-- Records --
(begin)

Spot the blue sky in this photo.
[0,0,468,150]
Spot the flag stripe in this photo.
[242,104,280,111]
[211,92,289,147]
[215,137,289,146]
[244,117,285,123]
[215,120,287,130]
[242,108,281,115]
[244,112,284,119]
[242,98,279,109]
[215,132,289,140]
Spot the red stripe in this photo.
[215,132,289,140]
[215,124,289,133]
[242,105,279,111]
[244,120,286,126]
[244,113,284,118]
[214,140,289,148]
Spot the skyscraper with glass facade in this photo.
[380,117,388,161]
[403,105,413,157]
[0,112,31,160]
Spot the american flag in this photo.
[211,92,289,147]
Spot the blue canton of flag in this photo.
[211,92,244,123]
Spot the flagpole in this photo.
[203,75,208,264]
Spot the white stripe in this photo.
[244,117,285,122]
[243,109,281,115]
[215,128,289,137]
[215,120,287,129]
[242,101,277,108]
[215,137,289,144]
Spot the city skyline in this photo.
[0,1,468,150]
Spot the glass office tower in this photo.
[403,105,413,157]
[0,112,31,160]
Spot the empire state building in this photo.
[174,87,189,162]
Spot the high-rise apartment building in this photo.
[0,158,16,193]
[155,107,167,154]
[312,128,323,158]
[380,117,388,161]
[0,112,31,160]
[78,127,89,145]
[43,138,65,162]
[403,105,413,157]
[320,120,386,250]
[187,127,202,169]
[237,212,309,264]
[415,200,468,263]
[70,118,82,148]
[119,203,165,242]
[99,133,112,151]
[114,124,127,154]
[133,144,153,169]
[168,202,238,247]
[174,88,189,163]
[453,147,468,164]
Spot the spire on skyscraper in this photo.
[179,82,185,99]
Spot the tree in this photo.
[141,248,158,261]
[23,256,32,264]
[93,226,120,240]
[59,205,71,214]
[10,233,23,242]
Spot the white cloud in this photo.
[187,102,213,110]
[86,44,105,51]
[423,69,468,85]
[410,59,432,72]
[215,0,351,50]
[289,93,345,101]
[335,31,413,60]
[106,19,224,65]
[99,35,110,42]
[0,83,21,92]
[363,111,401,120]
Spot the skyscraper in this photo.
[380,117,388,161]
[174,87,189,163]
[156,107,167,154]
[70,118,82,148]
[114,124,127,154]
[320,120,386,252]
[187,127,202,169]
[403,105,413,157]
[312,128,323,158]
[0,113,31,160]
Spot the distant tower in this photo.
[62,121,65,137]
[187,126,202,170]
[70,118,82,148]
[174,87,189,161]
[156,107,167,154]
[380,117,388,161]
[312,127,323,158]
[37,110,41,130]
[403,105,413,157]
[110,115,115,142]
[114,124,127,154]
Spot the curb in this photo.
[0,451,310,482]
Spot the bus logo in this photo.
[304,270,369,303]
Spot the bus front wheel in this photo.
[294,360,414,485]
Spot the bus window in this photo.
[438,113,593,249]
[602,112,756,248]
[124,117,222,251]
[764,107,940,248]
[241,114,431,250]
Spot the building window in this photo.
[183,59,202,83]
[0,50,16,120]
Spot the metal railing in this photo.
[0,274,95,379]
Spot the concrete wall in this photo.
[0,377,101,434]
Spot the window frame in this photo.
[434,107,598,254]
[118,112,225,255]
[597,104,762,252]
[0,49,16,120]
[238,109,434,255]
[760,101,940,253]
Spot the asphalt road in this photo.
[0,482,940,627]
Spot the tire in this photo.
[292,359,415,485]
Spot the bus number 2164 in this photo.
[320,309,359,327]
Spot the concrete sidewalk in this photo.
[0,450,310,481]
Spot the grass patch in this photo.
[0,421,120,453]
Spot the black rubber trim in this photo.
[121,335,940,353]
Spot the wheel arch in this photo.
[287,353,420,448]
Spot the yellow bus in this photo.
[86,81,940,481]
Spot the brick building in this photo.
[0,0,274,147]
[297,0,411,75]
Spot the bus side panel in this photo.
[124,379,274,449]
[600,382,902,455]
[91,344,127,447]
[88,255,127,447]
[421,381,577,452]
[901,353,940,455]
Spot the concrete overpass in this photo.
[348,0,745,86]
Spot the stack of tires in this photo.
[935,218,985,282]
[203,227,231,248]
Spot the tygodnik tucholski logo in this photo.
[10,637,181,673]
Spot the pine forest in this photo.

(end)

-- Task description --
Convert every line of the data above into one JSON list of strings, one string per line, and skip any blank lines.

-- Answer to the problem --
[
  "Spot the blue sky in this photo.",
  "[0,0,468,150]",
  "Spot the flag stripe in this photo.",
  "[242,104,280,111]",
  "[211,92,289,147]",
  "[215,137,289,146]",
  "[244,117,285,123]",
  "[215,120,287,130]",
  "[242,108,281,115]",
  "[244,112,284,119]",
  "[242,98,279,109]",
  "[215,132,289,140]",
  "Spot the red stripe in this photo.",
  "[215,132,289,140]",
  "[215,124,289,133]",
  "[242,105,279,111]",
  "[244,120,286,126]",
  "[244,113,284,118]",
  "[214,140,289,148]",
  "Spot the skyscraper with glass facade in this photo.",
  "[380,117,388,161]",
  "[403,105,413,157]",
  "[0,112,31,160]",
  "Spot the american flag in this photo.",
  "[211,92,289,147]",
  "Spot the blue canton of flag in this photo.",
  "[211,92,244,123]",
  "Spot the flagpole in this photo.",
  "[203,75,208,264]",
  "Spot the white stripe in this photo.",
  "[244,117,285,122]",
  "[243,109,281,115]",
  "[215,128,289,137]",
  "[215,120,287,129]",
  "[242,101,277,108]",
  "[215,137,289,144]",
  "Spot the city skyline in this photo.",
  "[0,1,468,150]",
  "Spot the glass office tower in this photo.",
  "[403,105,413,157]",
  "[0,112,31,160]",
  "Spot the empire state building in this photo.",
  "[174,87,189,162]",
  "Spot the high-rise apartment building in this photo.",
  "[0,158,16,193]",
  "[155,107,167,154]",
  "[312,128,323,158]",
  "[380,117,388,161]",
  "[0,112,31,160]",
  "[78,127,89,145]",
  "[43,138,65,162]",
  "[403,105,413,157]",
  "[320,120,386,250]",
  "[187,127,202,169]",
  "[237,212,309,264]",
  "[415,200,468,263]",
  "[70,118,82,148]",
  "[119,203,165,242]",
  "[99,133,112,151]",
  "[114,124,127,154]",
  "[133,144,153,169]",
  "[168,202,238,247]",
  "[174,88,189,163]",
  "[453,147,468,164]",
  "Spot the spire on skyscraper in this photo.",
  "[179,82,185,99]",
  "Spot the tree in this photo.",
  "[141,248,158,261]",
  "[23,256,32,264]",
  "[93,226,120,240]",
  "[59,205,71,214]",
  "[10,233,23,242]",
  "Spot the white cloud in this photo.",
  "[187,102,213,110]",
  "[86,44,105,51]",
  "[423,69,468,85]",
  "[410,59,432,72]",
  "[215,0,351,50]",
  "[289,93,345,101]",
  "[335,31,413,60]",
  "[106,19,224,65]",
  "[99,35,110,42]",
  "[0,83,21,92]",
  "[363,111,401,120]",
  "Spot the skyscraper in this photo.",
  "[380,117,388,161]",
  "[174,87,189,163]",
  "[156,107,167,154]",
  "[70,118,82,148]",
  "[114,124,127,154]",
  "[320,120,386,252]",
  "[187,127,202,169]",
  "[403,105,413,157]",
  "[312,128,323,158]",
  "[0,113,31,160]",
  "Spot the distant tower in this photo.",
  "[62,121,65,137]",
  "[187,126,202,170]",
  "[70,118,82,148]",
  "[174,87,189,161]",
  "[156,107,167,154]",
  "[380,117,388,161]",
  "[312,127,323,158]",
  "[37,110,41,130]",
  "[403,105,413,157]",
  "[110,115,115,142]",
  "[114,124,127,154]",
  "Spot the curb in this photo.",
  "[0,451,310,482]",
  "Spot the bus logo in this photo.",
  "[304,270,369,303]",
  "Spot the bus front wheel in this photo.",
  "[294,360,414,485]",
  "Spot the bus window in this photo.",
  "[438,113,593,249]",
  "[602,112,756,248]",
  "[124,117,222,251]",
  "[764,107,940,248]",
  "[241,114,431,250]",
  "Spot the building window in this photo.",
  "[183,59,202,83]",
  "[0,50,16,120]",
  "Spot the metal railing in this photo.",
  "[0,274,95,379]",
  "Spot the concrete wall in this photo.",
  "[0,377,101,434]",
  "Spot the window frame in this photo.",
  "[434,107,598,254]",
  "[118,112,225,255]",
  "[597,104,762,252]",
  "[0,49,16,120]",
  "[238,109,434,255]",
  "[760,101,940,253]",
  "Spot the asphalt road in this photo.",
  "[0,482,940,627]",
  "Spot the tire in this photo.",
  "[292,359,415,485]",
  "Spot the bus number 2164 in this photo.",
  "[320,309,359,327]",
  "Spot the concrete sidewalk in this photo.",
  "[0,450,310,481]",
  "Spot the grass patch in this photo.",
  "[0,421,120,453]",
  "Spot the black rubber trim in this photo.",
  "[121,335,940,353]",
  "Spot the wheel arch in this photo.",
  "[287,353,420,448]",
  "Spot the yellow bus in this photo.",
  "[86,81,940,481]",
  "Spot the brick building in this photo.",
  "[0,0,274,147]",
  "[297,0,411,75]",
  "Spot the bus side panel in this photo.",
  "[124,379,274,449]",
  "[600,382,902,455]",
  "[91,344,127,447]",
  "[88,255,127,447]",
  "[421,381,577,452]",
  "[901,353,940,455]",
  "Spot the concrete overpass in this photo.",
  "[348,0,745,86]",
  "Spot the stack of tires in this photo.",
  "[935,218,985,282]",
  "[203,227,231,248]",
  "Spot the tygodnik tucholski logo in this photo.",
  "[10,637,181,673]",
  "Spot the pine forest in this photo."
]